- _TASK TO CARRY OUT_:
Can you carry on the summary of the PDDLEGO paper below, picking up from where it stops?

- _SELECTED EXCERPT_:
------------------------------

PDDLEGO: Iterative Planning in Textual Environments
Li Zhang, Peter Jansen, Tianyi Zhang, Peter Clark, Chris Callison-Burch, Niket Tandon
TL;DR
The paper tackles planning under partial observability in textual environments, where end-to-end LLM planning struggles due to incomplete knowledge. It introduces PDDLEGO, a neurosymbolic framework that iteratively builds a PDDL representation during exploration by employing two LL-based modalities: PDDL-gen to generate a full problem file and PDDL-edit to apply constrained edits to the current PF, guided by sub-goals when the end-goal is unattainable. Empirically, PDDLEGO improves planning efficiency and success rate across two text-game benchmarks (Coin Collector and Cooking World) compared with end-to-end action generation, achieving a 43% efficiency gain on Coin Collector and up to 98% success in Cooking World easy, with substantial robustness in harder variants. The approach also improves interpretability and correctability by constraining the planning task to a deterministically solvable PF, albeit at the cost of slower PDDL generation and a requirement for domain-file annotations and sub-goal structures.

------------------------------

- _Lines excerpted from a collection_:
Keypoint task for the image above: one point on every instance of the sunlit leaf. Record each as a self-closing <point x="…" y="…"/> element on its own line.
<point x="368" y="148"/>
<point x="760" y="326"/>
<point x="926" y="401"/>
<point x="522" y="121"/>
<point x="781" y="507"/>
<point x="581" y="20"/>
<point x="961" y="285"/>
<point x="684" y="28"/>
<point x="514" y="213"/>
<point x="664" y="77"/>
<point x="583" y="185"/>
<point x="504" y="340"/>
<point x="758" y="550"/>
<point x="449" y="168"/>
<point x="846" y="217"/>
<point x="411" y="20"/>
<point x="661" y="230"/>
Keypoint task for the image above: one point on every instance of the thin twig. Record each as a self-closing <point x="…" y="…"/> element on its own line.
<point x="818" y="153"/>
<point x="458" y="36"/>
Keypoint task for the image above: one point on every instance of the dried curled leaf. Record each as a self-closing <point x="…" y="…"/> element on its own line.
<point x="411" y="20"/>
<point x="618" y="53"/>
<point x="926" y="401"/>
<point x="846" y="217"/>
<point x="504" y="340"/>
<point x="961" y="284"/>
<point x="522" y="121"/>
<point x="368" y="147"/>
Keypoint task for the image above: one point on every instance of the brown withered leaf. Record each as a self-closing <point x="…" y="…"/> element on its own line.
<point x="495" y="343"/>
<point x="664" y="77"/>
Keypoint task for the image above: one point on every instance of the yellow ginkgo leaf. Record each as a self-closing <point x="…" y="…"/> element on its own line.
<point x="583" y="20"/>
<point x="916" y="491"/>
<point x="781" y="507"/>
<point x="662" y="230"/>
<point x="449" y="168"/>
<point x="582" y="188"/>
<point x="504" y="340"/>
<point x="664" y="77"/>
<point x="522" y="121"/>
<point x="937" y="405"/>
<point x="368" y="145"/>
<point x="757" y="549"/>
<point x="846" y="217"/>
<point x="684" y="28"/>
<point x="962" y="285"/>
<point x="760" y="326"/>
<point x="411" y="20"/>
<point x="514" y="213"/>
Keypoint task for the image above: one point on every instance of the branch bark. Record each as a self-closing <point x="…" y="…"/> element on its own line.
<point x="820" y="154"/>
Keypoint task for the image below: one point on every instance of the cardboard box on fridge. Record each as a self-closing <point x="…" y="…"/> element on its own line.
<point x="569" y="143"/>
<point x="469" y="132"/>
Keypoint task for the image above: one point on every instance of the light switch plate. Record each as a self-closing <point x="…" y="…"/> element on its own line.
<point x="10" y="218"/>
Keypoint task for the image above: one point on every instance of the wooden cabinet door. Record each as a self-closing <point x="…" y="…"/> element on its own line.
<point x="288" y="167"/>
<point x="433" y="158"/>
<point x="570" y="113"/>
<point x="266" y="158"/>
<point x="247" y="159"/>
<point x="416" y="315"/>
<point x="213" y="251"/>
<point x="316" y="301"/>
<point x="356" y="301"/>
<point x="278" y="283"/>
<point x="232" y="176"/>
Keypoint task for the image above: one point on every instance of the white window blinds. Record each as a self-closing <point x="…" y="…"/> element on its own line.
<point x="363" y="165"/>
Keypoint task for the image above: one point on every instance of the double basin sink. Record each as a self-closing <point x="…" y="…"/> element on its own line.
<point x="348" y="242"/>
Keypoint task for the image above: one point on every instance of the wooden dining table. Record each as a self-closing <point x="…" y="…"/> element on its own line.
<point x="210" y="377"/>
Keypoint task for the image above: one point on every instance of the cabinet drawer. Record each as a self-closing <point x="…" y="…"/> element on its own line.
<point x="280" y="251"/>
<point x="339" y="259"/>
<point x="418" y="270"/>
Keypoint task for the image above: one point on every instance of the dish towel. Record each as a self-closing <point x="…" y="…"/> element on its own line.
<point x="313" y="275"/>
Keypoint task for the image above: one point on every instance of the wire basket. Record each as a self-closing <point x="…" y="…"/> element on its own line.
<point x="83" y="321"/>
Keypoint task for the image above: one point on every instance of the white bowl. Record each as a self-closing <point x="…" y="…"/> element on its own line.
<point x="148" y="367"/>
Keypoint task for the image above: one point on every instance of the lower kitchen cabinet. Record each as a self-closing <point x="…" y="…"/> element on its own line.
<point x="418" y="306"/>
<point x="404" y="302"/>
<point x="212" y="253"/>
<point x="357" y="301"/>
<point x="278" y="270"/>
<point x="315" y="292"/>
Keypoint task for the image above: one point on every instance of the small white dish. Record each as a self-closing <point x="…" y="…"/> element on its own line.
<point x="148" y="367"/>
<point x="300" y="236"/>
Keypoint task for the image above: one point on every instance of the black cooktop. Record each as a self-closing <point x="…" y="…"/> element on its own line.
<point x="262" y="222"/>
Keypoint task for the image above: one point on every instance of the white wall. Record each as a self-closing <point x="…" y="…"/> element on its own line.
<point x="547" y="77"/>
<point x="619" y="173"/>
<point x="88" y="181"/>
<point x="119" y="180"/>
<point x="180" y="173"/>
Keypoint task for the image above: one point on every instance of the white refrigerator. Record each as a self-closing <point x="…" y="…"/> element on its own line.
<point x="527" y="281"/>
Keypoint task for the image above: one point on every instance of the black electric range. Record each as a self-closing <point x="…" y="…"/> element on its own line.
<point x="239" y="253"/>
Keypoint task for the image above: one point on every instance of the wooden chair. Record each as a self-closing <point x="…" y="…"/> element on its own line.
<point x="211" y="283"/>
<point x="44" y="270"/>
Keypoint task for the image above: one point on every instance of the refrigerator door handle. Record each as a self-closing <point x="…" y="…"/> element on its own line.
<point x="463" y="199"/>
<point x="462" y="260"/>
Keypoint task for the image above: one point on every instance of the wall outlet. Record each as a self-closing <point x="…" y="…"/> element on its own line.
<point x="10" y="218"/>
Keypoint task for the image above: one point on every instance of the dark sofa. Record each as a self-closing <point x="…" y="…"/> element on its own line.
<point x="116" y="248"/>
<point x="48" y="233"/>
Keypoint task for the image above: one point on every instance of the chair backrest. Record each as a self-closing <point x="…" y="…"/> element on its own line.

------------------------------

- _ANSWER SPACE_:
Abstract
Planning in textual environments have been shown to be a long-standing challenge even for current models. A recent, promising line of work uses LLMs to generate a formal representation of the environment that can be solved by a symbolic planner. However, existing methods rely on a fully-observed environment where all entity states are initially known, so a one-off representation can be constructed, leading to a complete plan. In contrast, we tackle partially-observed environments where there is initially no sufficient information to plan for the end-goal. We propose PDDLEGO that iteratively construct a planning representation that can lead to a partial plan for a given sub-goal. By accomplishing the sub-goal, more information is acquired to augment the representation, eventually achieving the end-goal. We show that plans produced by few-shot PDDLEGO are 43% more efficient than generating plans end-to-end on the Coin Collector simulation, with strong performance (98%) on the more complex Cooking World simulation where end-to-end LLMs fail to generate coherent plans (4%).